[[ PAGE EXCERPT, beginning ]]

Monday, January 28, 2008

Doodling with Devotion

True prayer goes beyond the boundaries of language.
In a blog posting in August 2007, Jerrell Jobe said, "...though reverence and awe have a place, pray can be playful, interactive and dynamic. Prayer is often filled with words, but prayer is more than words. In fact, words aren’t enough and fall short in expression. At times, prayer may be most fully expressed through non-verbal communication, music, even art and drawing."
I've played around with this kind of doodling prayer--we've even experimented with it in our Kidz Church program. It's fun, engaging, and surprisingly expressive in a way that words sometimes are not. This article is a little something I just found on Christianity Today...


Doodling with Devotion
How the simplest art can become a form of prayer.
Sybil MacBeth, a mathematics instructor by profession, doodler and dancer by avocation, has written, and doodled, a daring devotional. Praying in Color: Drawing a New Path to God chronicles her experiments in intercession and challenges readers to take pens and paper in hand and, well, intercede.
Although the daughter and granddaughter of artists, MacBeth was convinced by her own ugly artwork that something "had gone awry in the tossing of the genetic salad." Her point: The absence of skill presents no barrier to an individual's discoveries linking doodling and prayer. That's because prayer involves trust and being real before God.

[[ PAGE EXCERPT, end ]]
[[ RECORDS, beginning ]]

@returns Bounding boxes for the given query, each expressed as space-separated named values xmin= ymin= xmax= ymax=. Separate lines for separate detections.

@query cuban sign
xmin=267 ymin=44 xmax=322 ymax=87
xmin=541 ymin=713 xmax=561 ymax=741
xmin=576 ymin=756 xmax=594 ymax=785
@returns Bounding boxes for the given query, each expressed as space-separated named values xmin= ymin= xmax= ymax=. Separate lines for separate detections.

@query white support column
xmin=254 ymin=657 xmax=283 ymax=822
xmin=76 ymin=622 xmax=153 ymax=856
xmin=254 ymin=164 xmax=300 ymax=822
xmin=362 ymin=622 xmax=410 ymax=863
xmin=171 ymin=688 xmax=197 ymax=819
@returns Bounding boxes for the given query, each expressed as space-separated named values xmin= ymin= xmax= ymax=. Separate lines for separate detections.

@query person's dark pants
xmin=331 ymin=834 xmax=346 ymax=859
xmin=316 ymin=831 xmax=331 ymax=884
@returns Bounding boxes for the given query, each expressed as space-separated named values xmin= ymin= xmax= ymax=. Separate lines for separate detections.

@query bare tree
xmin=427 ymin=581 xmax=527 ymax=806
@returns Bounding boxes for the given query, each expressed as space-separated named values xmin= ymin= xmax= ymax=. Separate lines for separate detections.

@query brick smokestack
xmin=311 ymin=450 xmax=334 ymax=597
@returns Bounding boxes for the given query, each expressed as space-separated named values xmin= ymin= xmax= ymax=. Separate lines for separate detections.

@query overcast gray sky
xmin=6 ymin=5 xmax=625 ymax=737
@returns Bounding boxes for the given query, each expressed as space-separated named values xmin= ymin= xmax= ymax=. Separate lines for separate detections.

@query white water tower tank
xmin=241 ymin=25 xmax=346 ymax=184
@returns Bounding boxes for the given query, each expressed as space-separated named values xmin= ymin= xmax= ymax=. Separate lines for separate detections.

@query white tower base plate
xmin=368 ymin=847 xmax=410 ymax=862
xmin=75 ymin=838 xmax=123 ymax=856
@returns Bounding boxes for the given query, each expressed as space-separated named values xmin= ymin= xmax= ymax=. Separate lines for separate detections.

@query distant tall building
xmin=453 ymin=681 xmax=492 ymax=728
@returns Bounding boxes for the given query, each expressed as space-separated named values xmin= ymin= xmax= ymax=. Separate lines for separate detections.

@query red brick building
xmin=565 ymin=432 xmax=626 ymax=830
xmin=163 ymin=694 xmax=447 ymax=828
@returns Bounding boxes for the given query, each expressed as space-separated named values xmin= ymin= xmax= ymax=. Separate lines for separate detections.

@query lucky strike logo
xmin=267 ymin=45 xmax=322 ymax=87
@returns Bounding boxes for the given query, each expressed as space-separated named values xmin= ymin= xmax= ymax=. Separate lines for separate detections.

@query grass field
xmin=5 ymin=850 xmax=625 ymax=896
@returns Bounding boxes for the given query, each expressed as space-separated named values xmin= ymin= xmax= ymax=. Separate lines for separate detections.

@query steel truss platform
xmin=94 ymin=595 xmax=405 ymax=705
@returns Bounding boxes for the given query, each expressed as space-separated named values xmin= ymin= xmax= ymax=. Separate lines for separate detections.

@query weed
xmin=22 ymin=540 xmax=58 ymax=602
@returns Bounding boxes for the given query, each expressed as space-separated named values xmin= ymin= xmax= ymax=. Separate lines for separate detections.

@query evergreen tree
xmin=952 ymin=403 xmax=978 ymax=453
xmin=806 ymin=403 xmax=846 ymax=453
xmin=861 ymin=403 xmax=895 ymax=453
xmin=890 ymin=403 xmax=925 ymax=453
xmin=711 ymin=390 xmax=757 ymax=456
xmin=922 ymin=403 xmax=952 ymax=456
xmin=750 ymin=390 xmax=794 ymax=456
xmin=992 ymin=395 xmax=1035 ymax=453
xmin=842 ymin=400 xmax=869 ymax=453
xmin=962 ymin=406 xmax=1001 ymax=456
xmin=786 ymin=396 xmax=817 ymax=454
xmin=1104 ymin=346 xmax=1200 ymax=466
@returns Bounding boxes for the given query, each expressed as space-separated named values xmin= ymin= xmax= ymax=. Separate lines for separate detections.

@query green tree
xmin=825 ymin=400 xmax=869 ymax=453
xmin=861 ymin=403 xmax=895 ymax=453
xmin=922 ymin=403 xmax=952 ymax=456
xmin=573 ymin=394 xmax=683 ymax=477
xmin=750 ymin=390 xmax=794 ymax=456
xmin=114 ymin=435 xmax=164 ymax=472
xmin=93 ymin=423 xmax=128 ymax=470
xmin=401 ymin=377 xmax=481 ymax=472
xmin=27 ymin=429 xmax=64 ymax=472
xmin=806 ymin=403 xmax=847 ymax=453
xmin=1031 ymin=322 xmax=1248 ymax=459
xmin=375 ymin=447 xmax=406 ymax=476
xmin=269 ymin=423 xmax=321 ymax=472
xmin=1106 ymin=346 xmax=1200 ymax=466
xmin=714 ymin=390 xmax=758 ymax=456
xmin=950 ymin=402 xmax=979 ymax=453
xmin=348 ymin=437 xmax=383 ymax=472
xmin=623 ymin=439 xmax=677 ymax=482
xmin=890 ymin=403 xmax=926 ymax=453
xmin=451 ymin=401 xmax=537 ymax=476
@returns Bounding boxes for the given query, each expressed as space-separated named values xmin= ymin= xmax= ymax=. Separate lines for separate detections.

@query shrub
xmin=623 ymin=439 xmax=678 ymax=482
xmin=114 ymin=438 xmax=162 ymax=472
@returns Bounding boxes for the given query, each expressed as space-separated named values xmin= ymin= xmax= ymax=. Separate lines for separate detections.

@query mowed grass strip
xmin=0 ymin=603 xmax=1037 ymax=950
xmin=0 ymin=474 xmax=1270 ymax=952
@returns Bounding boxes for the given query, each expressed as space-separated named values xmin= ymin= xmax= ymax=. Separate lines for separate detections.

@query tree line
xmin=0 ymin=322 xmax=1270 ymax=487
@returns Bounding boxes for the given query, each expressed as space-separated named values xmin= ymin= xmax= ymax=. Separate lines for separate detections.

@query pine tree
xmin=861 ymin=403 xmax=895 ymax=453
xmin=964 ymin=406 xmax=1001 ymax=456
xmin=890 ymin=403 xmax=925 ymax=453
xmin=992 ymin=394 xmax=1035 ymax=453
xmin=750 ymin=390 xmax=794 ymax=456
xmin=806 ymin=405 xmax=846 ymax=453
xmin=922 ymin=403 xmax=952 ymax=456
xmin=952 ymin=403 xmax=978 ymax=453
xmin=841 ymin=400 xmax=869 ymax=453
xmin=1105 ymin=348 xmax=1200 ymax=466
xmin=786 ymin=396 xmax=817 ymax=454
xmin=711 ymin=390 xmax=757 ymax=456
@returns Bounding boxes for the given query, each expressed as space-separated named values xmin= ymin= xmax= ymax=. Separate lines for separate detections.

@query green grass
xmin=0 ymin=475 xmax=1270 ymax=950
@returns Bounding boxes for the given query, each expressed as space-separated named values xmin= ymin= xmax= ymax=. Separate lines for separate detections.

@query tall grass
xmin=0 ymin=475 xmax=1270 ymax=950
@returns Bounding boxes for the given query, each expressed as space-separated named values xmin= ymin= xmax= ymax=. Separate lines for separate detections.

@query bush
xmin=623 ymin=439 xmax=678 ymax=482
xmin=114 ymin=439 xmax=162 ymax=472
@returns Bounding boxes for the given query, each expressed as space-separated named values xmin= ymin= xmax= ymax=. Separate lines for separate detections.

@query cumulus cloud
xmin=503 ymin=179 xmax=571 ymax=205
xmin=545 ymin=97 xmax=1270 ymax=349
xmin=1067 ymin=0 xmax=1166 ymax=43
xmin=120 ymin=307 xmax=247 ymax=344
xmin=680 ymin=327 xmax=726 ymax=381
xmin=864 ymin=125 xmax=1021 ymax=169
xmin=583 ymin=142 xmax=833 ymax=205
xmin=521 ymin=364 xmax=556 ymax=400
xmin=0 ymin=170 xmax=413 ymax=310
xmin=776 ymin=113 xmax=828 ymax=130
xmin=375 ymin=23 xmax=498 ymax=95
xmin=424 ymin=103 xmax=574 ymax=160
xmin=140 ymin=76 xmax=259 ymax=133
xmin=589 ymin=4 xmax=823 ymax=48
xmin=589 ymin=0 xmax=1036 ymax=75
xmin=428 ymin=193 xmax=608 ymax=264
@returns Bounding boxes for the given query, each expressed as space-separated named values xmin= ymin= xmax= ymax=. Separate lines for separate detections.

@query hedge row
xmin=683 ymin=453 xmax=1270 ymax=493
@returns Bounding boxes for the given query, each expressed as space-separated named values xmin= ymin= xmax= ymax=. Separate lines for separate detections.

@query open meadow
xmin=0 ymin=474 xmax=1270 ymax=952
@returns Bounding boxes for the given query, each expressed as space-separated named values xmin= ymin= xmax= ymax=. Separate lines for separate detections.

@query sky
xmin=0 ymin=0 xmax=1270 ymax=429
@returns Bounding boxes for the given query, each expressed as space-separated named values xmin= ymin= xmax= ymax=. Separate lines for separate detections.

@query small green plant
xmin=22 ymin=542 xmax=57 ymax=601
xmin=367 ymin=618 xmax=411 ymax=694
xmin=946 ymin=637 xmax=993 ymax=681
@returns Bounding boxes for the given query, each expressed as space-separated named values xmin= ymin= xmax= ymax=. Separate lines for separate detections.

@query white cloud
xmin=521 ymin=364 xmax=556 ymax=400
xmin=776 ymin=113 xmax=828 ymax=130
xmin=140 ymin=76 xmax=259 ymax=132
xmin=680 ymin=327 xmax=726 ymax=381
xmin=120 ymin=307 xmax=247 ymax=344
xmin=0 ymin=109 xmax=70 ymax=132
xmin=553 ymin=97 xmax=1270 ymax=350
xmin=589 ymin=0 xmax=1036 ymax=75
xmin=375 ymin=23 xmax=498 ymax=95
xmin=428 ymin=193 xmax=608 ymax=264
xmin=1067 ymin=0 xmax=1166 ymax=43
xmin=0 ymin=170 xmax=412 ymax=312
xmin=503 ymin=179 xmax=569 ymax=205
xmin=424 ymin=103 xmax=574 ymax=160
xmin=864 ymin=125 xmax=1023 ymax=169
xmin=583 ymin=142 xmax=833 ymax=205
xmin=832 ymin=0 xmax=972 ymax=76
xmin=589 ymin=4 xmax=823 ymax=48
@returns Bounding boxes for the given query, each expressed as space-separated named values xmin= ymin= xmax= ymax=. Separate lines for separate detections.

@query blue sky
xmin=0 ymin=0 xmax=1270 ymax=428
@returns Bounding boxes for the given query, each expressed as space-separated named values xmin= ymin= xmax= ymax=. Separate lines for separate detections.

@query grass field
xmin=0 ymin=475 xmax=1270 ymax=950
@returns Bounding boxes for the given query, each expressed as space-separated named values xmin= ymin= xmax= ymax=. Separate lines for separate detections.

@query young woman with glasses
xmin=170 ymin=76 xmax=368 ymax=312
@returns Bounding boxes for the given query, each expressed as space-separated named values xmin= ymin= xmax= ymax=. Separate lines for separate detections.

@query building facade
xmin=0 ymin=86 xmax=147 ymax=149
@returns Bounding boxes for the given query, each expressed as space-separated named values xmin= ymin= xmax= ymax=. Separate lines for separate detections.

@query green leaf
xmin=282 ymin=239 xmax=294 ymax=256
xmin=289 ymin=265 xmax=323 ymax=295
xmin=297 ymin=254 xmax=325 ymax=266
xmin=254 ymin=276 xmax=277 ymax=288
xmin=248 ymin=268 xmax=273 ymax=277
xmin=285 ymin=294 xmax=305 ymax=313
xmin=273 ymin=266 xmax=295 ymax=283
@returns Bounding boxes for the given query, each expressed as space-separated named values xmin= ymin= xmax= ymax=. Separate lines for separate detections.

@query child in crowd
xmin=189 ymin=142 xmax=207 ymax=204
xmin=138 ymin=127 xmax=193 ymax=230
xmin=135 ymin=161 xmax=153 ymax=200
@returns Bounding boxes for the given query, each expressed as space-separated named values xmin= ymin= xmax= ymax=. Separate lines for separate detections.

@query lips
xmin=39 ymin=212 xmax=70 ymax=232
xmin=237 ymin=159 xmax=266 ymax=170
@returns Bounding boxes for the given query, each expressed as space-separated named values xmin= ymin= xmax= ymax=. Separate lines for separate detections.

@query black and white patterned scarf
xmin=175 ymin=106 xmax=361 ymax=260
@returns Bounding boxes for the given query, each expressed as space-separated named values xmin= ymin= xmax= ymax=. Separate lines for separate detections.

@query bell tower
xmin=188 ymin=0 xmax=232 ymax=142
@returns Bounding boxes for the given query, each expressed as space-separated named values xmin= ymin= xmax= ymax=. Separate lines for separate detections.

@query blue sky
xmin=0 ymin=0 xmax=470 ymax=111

[[ RECORDS, end ]]

• **TASK BRIEF**
Extend the blog post about doodling as a form of prayer with a few more paragraphs that pick up right after its last sentence.

• **TASK RESULT**
MacBeth's doodling discoveries came from a crisis. About three years ago, a litany of cancers—lung, brain, breast—struck among family, friends, and colleagues. The suffering within her circle was overwhelming. Worry became her starting point—but not her stopping point. Even now, she writes, "worry invites me to prayer."As a teacher facing a summer off, MacBeth had no papers to grade but instead possessed what she calls a "critical prayer list." Going to the back porch, she doodled a random shape and wrote a name in its center. "The name belonged to one of the people on my prayer list. I stayed with the same shape and the name, adding detail and color to the drawing. Each dot, each line, and each stroke of color became another moment of time spent with the person in the center."
When she sensed the time was right, she moved to another part of the page and drew another shape and put another name in its middle. She embellished it with lines, dots, colors. She continued drawing new shapes and names until her friends and family formed a colorful community of designs. "To my surprise," she writes, "I had not just doodled—I had prayed."
MacBeth has been leading workshops in the U.S. about praying in color for two years. Her book contains balloons, labyrinths, vegetables, clovers, triangles, kites, quilts, calendars with prayer requests and names, and purposefully shaped squiggles. She recommends 15 to 30 minutes for the process, half spent in drawing and the other half in carrying the visual memories or actual images throughout the day.
Instead of being a prayer warrior, she calls herself "a prayer popper," one who prays in fits and spurts with "half-formed pleas and intercessions, and bursts of gratitude and rage."
MacBeth is transparent, accessible, and human. She exercises what she calls spiritual imagination as she works on, in, and through prayer.
She trusts herself enough to experiment, mess up, and try again in prayer. She trusts God enough to guide her as she falters, succeeds, and grows stronger. Her book emboldens others to trust their instincts, too."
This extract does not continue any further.